WHAT YOU WILL DO
The reply should hold only the lines below from the one with "point per instance: lower" to the end, each copied exactly.

AVAILABLE DATA
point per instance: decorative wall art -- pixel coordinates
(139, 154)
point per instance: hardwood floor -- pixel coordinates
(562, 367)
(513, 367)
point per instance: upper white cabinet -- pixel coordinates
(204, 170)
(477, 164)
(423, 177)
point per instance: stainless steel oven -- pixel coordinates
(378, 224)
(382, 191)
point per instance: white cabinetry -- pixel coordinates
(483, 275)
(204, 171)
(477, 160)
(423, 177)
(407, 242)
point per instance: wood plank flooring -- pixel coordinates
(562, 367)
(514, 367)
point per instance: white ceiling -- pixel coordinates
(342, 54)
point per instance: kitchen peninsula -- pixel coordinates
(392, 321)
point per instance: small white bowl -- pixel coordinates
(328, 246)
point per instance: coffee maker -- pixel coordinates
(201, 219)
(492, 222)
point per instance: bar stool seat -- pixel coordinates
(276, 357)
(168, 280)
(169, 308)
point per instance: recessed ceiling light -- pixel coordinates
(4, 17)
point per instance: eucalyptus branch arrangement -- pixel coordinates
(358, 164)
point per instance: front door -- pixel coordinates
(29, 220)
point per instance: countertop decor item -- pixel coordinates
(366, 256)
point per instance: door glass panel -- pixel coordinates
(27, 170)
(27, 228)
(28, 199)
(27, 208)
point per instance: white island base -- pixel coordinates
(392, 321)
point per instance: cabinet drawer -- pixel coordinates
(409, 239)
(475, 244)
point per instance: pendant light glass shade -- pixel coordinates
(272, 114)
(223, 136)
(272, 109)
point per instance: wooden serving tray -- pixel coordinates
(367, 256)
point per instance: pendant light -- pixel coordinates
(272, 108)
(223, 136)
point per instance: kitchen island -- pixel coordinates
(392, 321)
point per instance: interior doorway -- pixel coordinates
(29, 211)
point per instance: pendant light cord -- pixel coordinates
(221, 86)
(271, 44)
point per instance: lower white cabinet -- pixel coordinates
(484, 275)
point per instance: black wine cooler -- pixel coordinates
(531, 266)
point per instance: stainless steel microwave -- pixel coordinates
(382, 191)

ANSWER TO THIS TASK
point per instance: lower white cabinet -- pixel coordinates
(484, 275)
point per instance: black wine cooler -- pixel coordinates
(531, 266)
point per instance: stainless steel microwave -- pixel coordinates
(382, 191)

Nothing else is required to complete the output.